(Source records)
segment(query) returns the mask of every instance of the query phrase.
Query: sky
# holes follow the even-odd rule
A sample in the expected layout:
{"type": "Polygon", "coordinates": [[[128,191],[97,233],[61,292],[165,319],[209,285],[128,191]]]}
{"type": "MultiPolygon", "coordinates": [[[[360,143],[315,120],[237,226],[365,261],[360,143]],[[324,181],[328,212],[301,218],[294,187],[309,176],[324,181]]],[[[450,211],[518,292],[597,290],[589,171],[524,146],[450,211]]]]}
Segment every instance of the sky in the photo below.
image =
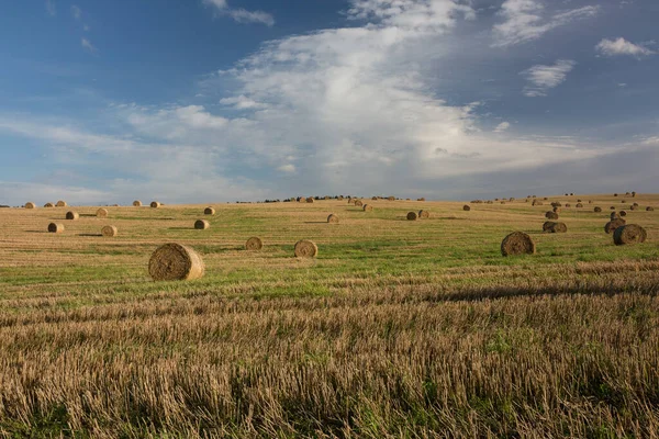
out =
{"type": "Polygon", "coordinates": [[[659,192],[656,0],[0,4],[0,204],[659,192]]]}

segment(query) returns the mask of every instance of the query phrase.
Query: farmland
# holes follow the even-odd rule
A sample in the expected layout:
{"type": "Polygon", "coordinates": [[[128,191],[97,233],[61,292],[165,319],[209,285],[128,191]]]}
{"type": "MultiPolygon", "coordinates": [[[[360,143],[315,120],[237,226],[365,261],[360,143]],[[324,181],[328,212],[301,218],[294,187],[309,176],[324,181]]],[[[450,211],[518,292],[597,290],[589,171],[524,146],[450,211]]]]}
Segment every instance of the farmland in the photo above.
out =
{"type": "Polygon", "coordinates": [[[366,202],[1,210],[0,432],[659,436],[659,195],[366,202]],[[541,233],[550,201],[567,234],[541,233]],[[647,241],[613,245],[610,206],[647,241]],[[501,256],[514,230],[536,255],[501,256]],[[171,241],[202,279],[149,279],[171,241]]]}

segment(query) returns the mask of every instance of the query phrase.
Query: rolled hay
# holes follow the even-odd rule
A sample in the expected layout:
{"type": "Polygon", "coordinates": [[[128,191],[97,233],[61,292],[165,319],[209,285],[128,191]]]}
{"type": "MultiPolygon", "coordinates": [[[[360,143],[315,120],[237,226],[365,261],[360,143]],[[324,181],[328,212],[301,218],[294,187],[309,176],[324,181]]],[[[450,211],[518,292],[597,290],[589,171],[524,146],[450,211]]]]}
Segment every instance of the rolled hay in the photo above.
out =
{"type": "Polygon", "coordinates": [[[327,216],[327,223],[328,224],[338,224],[338,216],[336,216],[335,214],[331,213],[327,216]]]}
{"type": "Polygon", "coordinates": [[[245,243],[245,250],[256,251],[260,250],[261,248],[264,248],[264,241],[258,236],[253,236],[252,238],[247,239],[247,243],[245,243]]]}
{"type": "Polygon", "coordinates": [[[118,233],[116,226],[103,226],[103,228],[101,228],[101,235],[107,238],[113,238],[118,233]]]}
{"type": "Polygon", "coordinates": [[[48,224],[48,232],[49,233],[63,233],[64,224],[51,223],[51,224],[48,224]]]}
{"type": "Polygon", "coordinates": [[[648,233],[637,224],[627,224],[615,229],[613,241],[616,246],[645,243],[648,233]]]}
{"type": "Polygon", "coordinates": [[[319,246],[309,239],[302,239],[295,243],[297,258],[315,258],[319,254],[319,246]]]}
{"type": "Polygon", "coordinates": [[[165,244],[153,252],[148,261],[148,273],[154,281],[191,281],[204,273],[201,257],[190,247],[165,244]]]}
{"type": "Polygon", "coordinates": [[[604,232],[611,235],[615,232],[616,228],[624,226],[627,222],[623,218],[612,219],[604,226],[604,232]]]}
{"type": "Polygon", "coordinates": [[[501,254],[503,256],[533,255],[535,243],[525,233],[513,232],[501,241],[501,254]]]}
{"type": "Polygon", "coordinates": [[[197,219],[194,222],[194,229],[197,230],[205,230],[206,228],[211,227],[211,223],[209,223],[205,219],[197,219]]]}

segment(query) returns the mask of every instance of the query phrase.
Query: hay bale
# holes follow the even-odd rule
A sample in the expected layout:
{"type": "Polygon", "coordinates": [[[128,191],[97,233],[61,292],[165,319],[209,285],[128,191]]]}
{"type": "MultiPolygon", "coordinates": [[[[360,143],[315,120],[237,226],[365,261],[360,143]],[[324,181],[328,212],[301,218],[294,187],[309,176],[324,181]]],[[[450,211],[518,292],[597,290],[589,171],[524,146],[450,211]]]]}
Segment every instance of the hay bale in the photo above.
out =
{"type": "Polygon", "coordinates": [[[103,228],[101,228],[101,235],[107,238],[113,238],[118,233],[116,226],[103,226],[103,228]]]}
{"type": "Polygon", "coordinates": [[[606,234],[611,235],[612,233],[615,232],[616,228],[622,227],[625,224],[627,224],[627,222],[623,218],[612,219],[608,223],[606,223],[606,225],[604,226],[604,232],[606,232],[606,234]]]}
{"type": "Polygon", "coordinates": [[[194,229],[197,230],[205,230],[206,228],[211,227],[211,223],[209,223],[205,219],[197,219],[194,222],[194,229]]]}
{"type": "Polygon", "coordinates": [[[319,254],[319,246],[308,239],[302,239],[295,243],[295,257],[298,258],[315,258],[319,254]]]}
{"type": "Polygon", "coordinates": [[[535,243],[527,234],[513,232],[501,241],[501,254],[503,256],[533,255],[535,254],[535,243]]]}
{"type": "Polygon", "coordinates": [[[615,229],[613,241],[616,246],[645,243],[648,233],[637,224],[627,224],[615,229]]]}
{"type": "Polygon", "coordinates": [[[63,233],[64,232],[64,224],[51,223],[51,224],[48,224],[48,232],[49,233],[63,233]]]}
{"type": "Polygon", "coordinates": [[[338,216],[331,213],[330,216],[327,216],[327,223],[328,224],[338,224],[338,216]]]}
{"type": "Polygon", "coordinates": [[[264,241],[258,236],[253,236],[245,243],[245,250],[257,251],[264,248],[264,241]]]}
{"type": "Polygon", "coordinates": [[[189,281],[203,277],[204,271],[201,257],[176,243],[158,247],[148,261],[148,273],[155,281],[189,281]]]}

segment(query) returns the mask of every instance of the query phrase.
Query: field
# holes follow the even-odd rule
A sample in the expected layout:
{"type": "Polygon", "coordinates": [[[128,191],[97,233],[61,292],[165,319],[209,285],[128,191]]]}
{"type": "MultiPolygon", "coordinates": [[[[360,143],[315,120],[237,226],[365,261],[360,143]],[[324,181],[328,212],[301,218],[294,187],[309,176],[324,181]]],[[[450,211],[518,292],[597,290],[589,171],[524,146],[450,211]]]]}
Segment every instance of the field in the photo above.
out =
{"type": "Polygon", "coordinates": [[[0,210],[0,435],[659,437],[659,195],[368,203],[0,210]],[[610,206],[648,240],[613,245],[610,206]],[[513,230],[537,254],[502,257],[513,230]],[[169,241],[202,279],[149,279],[169,241]]]}

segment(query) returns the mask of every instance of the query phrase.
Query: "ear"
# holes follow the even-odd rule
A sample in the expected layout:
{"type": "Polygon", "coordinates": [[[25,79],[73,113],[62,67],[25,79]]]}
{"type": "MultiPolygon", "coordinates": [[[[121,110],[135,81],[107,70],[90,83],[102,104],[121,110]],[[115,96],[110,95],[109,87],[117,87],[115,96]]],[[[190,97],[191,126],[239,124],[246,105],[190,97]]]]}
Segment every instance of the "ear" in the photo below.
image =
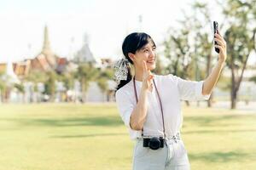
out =
{"type": "Polygon", "coordinates": [[[128,57],[134,61],[134,58],[135,58],[135,54],[133,54],[132,53],[128,53],[128,57]]]}

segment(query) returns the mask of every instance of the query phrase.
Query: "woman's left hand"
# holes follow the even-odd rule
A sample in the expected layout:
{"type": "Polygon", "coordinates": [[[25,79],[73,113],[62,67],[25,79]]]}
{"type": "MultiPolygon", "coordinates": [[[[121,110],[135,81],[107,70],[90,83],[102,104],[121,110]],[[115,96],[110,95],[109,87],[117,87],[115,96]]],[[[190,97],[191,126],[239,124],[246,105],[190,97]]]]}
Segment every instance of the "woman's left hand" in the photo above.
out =
{"type": "Polygon", "coordinates": [[[226,42],[221,37],[221,35],[215,33],[214,36],[215,36],[214,41],[218,42],[218,44],[214,45],[214,47],[219,49],[218,61],[224,63],[227,59],[226,42]]]}

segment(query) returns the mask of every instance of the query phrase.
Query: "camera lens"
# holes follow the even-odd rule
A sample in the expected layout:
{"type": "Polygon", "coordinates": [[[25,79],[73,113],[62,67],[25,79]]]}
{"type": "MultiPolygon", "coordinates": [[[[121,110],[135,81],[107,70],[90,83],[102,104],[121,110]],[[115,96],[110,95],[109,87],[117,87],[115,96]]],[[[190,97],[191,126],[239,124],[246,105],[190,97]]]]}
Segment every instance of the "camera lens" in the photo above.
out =
{"type": "Polygon", "coordinates": [[[152,138],[149,140],[148,146],[151,150],[157,150],[160,146],[160,141],[158,138],[152,138]]]}

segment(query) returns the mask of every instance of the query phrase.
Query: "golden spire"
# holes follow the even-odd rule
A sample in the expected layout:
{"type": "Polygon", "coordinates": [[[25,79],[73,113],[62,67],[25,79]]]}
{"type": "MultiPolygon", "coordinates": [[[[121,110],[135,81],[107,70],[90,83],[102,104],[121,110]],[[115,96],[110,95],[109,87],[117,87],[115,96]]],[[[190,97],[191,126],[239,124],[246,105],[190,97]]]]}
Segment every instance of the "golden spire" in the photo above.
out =
{"type": "Polygon", "coordinates": [[[49,45],[47,26],[45,26],[45,27],[44,27],[44,46],[43,46],[43,49],[42,49],[42,54],[51,54],[51,48],[50,48],[50,45],[49,45]]]}

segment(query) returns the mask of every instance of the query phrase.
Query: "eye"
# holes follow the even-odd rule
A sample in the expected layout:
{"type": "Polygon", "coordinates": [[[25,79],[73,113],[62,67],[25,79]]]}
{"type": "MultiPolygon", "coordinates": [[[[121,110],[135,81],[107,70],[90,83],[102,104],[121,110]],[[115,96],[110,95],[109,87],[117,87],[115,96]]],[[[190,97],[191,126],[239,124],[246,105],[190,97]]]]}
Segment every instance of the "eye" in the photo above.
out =
{"type": "Polygon", "coordinates": [[[143,52],[148,52],[148,48],[145,48],[143,52]]]}

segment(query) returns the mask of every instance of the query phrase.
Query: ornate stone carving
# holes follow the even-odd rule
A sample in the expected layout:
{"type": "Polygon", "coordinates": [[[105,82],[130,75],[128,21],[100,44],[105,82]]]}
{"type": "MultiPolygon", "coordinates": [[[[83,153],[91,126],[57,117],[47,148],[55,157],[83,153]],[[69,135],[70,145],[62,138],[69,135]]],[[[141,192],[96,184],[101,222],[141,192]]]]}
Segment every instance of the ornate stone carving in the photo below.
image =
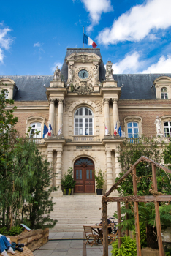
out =
{"type": "Polygon", "coordinates": [[[72,69],[72,65],[69,66],[68,69],[68,83],[71,84],[73,83],[74,70],[72,69]]]}
{"type": "Polygon", "coordinates": [[[97,105],[100,113],[102,113],[102,110],[103,110],[103,102],[102,102],[102,100],[92,100],[92,102],[94,102],[97,105]]]}
{"type": "Polygon", "coordinates": [[[57,102],[58,103],[64,103],[64,99],[57,99],[57,102]]]}
{"type": "Polygon", "coordinates": [[[162,133],[162,121],[159,116],[156,117],[156,120],[155,121],[154,124],[156,125],[156,137],[163,136],[163,134],[162,133]]]}
{"type": "Polygon", "coordinates": [[[99,65],[94,65],[94,84],[98,84],[99,82],[99,65]]]}
{"type": "Polygon", "coordinates": [[[86,81],[86,82],[87,82],[87,81],[88,81],[88,80],[91,78],[91,77],[92,77],[92,72],[91,72],[91,69],[88,69],[88,68],[86,67],[80,67],[79,69],[77,69],[77,71],[76,71],[76,72],[75,72],[75,75],[76,75],[77,79],[78,80],[80,80],[80,82],[81,82],[81,81],[83,81],[83,82],[86,81]],[[87,70],[87,72],[88,72],[88,77],[87,78],[81,79],[81,78],[79,77],[78,73],[79,73],[80,71],[81,71],[81,70],[83,70],[83,69],[87,70]]]}
{"type": "Polygon", "coordinates": [[[65,112],[68,112],[70,106],[72,105],[72,103],[75,102],[75,100],[66,100],[65,101],[65,112]]]}
{"type": "Polygon", "coordinates": [[[113,67],[113,63],[111,61],[107,61],[106,64],[106,80],[110,80],[110,81],[114,81],[114,79],[113,78],[113,70],[112,69],[113,67]]]}
{"type": "Polygon", "coordinates": [[[103,99],[103,104],[109,104],[110,99],[103,99]]]}
{"type": "Polygon", "coordinates": [[[53,99],[53,98],[49,99],[50,103],[54,104],[55,101],[56,101],[56,99],[54,99],[54,98],[53,99]]]}
{"type": "Polygon", "coordinates": [[[58,69],[58,66],[56,66],[56,69],[54,72],[53,75],[53,81],[56,81],[58,80],[61,80],[61,70],[58,69]]]}

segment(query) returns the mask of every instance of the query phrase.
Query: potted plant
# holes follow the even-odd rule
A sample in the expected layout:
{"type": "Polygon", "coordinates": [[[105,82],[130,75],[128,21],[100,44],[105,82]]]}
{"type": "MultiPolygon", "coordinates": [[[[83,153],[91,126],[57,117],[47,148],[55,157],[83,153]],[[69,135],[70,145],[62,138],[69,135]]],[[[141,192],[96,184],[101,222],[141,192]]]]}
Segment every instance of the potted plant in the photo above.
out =
{"type": "Polygon", "coordinates": [[[99,173],[96,175],[96,170],[94,170],[94,178],[96,181],[96,195],[102,195],[103,192],[103,186],[104,183],[104,179],[103,177],[104,176],[105,173],[102,173],[101,169],[99,169],[99,173]]]}
{"type": "Polygon", "coordinates": [[[61,185],[64,189],[64,195],[70,195],[72,189],[75,188],[76,181],[73,178],[73,169],[72,167],[69,168],[67,173],[64,175],[61,181],[61,185]]]}

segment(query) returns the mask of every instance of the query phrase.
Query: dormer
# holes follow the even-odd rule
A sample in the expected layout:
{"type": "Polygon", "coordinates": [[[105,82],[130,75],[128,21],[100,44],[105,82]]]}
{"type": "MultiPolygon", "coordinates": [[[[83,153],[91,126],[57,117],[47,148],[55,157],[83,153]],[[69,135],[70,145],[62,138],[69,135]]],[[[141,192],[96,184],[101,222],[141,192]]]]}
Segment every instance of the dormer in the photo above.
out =
{"type": "Polygon", "coordinates": [[[153,81],[156,88],[157,99],[171,99],[171,78],[162,76],[153,81]]]}
{"type": "Polygon", "coordinates": [[[18,91],[18,88],[13,80],[4,78],[0,79],[0,89],[5,89],[8,91],[8,99],[13,99],[14,96],[18,91]]]}

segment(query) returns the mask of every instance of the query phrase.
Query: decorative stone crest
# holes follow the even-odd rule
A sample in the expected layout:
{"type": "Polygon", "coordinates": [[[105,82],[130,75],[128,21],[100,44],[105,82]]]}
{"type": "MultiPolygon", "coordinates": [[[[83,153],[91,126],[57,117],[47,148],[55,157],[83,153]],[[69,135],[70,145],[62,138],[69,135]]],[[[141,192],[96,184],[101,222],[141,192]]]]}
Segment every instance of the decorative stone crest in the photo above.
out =
{"type": "Polygon", "coordinates": [[[92,102],[94,102],[97,105],[100,113],[102,113],[102,110],[103,110],[103,102],[102,102],[102,100],[92,100],[92,102]]]}
{"type": "Polygon", "coordinates": [[[70,106],[72,105],[72,103],[75,102],[75,100],[66,100],[65,101],[65,112],[67,113],[70,106]]]}
{"type": "Polygon", "coordinates": [[[112,69],[113,63],[111,61],[107,61],[106,64],[106,80],[114,81],[113,78],[113,69],[112,69]]]}
{"type": "Polygon", "coordinates": [[[54,72],[53,75],[53,81],[57,81],[58,80],[61,79],[61,70],[58,69],[58,66],[56,66],[56,69],[54,72]]]}

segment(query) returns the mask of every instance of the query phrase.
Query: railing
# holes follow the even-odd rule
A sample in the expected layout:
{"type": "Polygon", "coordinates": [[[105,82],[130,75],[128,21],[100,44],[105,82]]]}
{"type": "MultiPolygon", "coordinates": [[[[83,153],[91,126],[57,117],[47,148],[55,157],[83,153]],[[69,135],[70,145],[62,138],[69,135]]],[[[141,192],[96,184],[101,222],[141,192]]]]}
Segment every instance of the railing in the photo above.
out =
{"type": "Polygon", "coordinates": [[[94,141],[95,136],[72,136],[73,141],[94,141]]]}

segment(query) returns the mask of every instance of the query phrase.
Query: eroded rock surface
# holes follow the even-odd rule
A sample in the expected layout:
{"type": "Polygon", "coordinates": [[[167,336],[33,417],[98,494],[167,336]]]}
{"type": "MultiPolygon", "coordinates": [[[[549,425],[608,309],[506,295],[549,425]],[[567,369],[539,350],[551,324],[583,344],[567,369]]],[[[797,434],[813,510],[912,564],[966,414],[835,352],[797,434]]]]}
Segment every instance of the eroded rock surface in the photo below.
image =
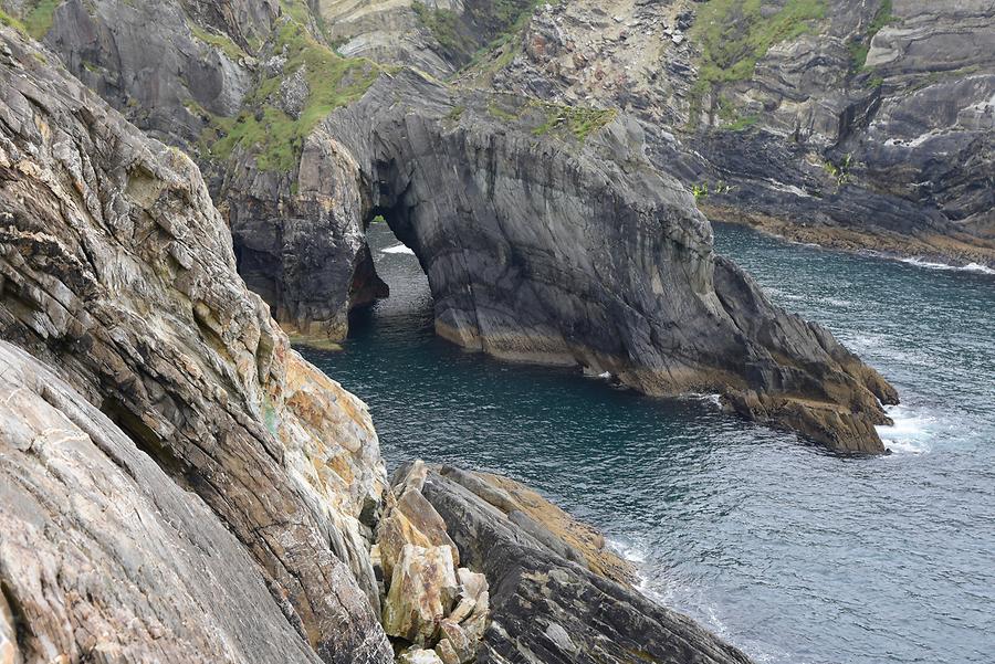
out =
{"type": "Polygon", "coordinates": [[[883,452],[873,426],[894,390],[714,254],[708,220],[627,116],[402,72],[325,128],[418,255],[441,336],[650,394],[721,392],[834,450],[883,452]]]}
{"type": "Polygon", "coordinates": [[[715,219],[993,266],[993,25],[987,0],[563,1],[463,82],[629,110],[715,219]]]}
{"type": "Polygon", "coordinates": [[[6,341],[0,462],[0,662],[321,661],[218,516],[6,341]]]}
{"type": "Polygon", "coordinates": [[[390,661],[358,519],[385,484],[365,405],[247,291],[192,161],[0,35],[3,339],[203,500],[320,657],[390,661]]]}
{"type": "MultiPolygon", "coordinates": [[[[534,496],[524,487],[443,467],[428,474],[421,491],[449,526],[465,565],[486,576],[490,621],[476,662],[748,663],[690,619],[564,558],[559,549],[569,546],[566,541],[551,546],[561,527],[542,537],[520,527],[515,494],[534,496]]],[[[538,508],[535,497],[530,502],[538,508]]],[[[540,512],[555,513],[551,508],[540,512]]]]}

WHAT THIS TASK INVOLVES:
Gather every line above that contains the word "stone", treating uppercase and lowercase as different.

THE OUTPUT:
Query: ornate stone carving
Segment every instance of the ornate stone carving in the photo below.
Query: decorative stone crest
Segment every instance of the decorative stone crest in the photo above.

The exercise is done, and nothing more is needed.